#### Problem
Starting at the line containing "task: outline the reflective dark surface" and ending at the line containing "100], [153, 98]]", copy out those lines of the entries, both end lines included, swapping "reflective dark surface" for "shiny black surface" and changing nothing else.

#### Supplied data

--*--

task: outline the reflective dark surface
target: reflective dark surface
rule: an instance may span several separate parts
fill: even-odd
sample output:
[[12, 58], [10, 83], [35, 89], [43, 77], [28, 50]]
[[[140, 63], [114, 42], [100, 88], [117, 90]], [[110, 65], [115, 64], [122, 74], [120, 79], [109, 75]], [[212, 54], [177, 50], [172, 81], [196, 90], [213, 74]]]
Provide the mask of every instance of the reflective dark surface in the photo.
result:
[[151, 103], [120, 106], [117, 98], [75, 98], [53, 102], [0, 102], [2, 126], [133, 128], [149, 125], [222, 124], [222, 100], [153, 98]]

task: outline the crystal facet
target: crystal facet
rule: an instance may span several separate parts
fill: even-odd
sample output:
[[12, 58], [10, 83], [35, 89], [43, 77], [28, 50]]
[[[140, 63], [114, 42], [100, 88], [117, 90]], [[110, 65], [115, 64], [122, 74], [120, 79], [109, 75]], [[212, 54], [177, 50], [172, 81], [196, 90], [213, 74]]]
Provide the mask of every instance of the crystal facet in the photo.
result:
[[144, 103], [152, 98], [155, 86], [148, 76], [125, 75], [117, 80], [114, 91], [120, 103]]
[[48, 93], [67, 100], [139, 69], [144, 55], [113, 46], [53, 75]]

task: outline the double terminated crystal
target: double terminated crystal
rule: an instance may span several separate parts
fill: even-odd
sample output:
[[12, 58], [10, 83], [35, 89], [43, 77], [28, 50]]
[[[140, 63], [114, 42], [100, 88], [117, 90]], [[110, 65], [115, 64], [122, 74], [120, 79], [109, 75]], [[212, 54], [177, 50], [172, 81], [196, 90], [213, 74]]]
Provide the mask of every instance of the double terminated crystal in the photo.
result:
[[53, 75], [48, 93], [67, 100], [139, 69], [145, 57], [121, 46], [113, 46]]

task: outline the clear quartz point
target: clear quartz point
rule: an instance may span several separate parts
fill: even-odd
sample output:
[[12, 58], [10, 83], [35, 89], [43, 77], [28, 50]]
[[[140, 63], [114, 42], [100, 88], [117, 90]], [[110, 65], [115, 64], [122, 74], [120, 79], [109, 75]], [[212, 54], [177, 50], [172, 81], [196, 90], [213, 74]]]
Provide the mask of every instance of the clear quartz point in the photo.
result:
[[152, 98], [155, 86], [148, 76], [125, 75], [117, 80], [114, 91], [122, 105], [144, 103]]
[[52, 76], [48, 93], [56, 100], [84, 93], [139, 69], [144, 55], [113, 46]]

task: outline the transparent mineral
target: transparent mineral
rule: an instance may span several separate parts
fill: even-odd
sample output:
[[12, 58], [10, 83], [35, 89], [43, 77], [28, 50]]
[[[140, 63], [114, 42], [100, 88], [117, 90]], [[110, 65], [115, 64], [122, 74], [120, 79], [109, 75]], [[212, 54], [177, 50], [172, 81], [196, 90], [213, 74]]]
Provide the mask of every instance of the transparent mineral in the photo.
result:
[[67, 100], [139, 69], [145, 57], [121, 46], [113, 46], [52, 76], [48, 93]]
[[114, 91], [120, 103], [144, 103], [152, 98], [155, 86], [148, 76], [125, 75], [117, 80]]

--*--

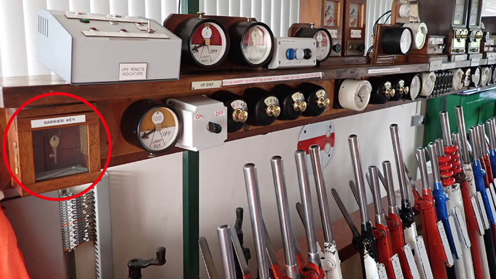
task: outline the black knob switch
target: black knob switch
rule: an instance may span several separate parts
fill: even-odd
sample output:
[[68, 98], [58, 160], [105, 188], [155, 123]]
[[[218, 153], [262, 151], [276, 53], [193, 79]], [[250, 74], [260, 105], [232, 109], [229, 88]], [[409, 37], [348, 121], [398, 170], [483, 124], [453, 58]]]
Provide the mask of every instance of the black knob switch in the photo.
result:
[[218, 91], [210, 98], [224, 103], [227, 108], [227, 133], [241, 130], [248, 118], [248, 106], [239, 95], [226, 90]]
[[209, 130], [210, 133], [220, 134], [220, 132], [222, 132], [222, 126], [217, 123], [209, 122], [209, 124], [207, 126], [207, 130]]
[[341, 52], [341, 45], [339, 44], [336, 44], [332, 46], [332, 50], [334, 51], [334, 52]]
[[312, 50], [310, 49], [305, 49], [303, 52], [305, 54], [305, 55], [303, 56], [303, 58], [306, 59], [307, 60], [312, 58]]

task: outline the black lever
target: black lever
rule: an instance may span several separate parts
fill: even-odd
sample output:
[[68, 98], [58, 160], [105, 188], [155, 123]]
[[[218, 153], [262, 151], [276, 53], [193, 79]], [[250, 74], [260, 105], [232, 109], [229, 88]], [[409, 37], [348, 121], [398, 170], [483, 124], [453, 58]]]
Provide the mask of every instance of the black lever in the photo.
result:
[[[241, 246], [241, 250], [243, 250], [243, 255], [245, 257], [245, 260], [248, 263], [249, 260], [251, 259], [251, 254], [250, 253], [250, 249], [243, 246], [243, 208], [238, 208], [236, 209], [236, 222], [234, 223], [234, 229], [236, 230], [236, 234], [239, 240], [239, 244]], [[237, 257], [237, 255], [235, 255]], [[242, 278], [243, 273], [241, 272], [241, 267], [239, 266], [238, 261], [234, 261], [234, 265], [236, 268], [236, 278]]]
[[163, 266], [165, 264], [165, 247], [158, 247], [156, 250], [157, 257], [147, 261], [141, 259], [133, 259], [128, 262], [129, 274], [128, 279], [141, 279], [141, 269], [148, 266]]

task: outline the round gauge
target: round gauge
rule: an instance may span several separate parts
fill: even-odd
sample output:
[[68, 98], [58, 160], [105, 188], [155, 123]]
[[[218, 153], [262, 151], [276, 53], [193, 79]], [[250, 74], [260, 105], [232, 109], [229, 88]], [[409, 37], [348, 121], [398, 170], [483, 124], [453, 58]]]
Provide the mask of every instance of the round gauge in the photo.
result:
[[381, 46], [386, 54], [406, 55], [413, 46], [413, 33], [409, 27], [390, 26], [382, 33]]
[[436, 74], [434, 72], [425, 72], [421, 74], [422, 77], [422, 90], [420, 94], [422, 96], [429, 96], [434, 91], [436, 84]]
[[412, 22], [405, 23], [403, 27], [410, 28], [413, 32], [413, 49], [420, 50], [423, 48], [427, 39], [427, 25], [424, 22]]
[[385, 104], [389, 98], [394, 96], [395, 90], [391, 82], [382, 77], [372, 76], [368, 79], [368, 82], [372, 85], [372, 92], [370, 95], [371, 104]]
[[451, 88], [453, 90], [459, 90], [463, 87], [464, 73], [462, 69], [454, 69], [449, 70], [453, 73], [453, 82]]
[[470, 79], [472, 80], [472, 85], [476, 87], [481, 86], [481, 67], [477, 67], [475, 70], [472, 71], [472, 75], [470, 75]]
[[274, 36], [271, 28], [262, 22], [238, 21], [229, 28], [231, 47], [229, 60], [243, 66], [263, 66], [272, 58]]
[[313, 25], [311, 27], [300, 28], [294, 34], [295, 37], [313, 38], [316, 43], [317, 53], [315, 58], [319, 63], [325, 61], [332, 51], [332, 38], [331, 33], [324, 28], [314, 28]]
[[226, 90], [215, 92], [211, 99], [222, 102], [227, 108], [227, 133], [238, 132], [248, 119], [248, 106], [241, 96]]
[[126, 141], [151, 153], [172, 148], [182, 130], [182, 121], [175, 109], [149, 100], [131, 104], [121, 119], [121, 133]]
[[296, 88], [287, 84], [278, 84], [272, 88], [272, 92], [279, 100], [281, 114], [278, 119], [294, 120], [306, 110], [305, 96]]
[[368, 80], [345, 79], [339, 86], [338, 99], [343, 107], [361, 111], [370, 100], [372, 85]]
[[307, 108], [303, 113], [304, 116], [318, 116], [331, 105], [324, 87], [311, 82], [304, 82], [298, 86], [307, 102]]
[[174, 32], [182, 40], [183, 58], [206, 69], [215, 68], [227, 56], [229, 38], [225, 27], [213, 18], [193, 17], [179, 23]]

--*--

#### Final result
task: outline the shiny black surface
target: shiny black surface
rule: an instance may span several separate parts
fill: even-odd
sample output:
[[12, 58], [10, 83], [35, 89], [43, 77], [28, 50]]
[[[140, 63], [114, 42], [100, 88], [117, 90]], [[110, 65], [115, 64], [122, 74], [120, 79], [109, 75]], [[212, 54], [177, 50], [172, 81], [196, 90], [213, 74]]]
Provide the mask of every instance of the shiny black surface in the photo.
result:
[[151, 103], [120, 106], [117, 98], [75, 98], [53, 102], [0, 102], [2, 126], [133, 128], [149, 125], [222, 124], [222, 100], [153, 98]]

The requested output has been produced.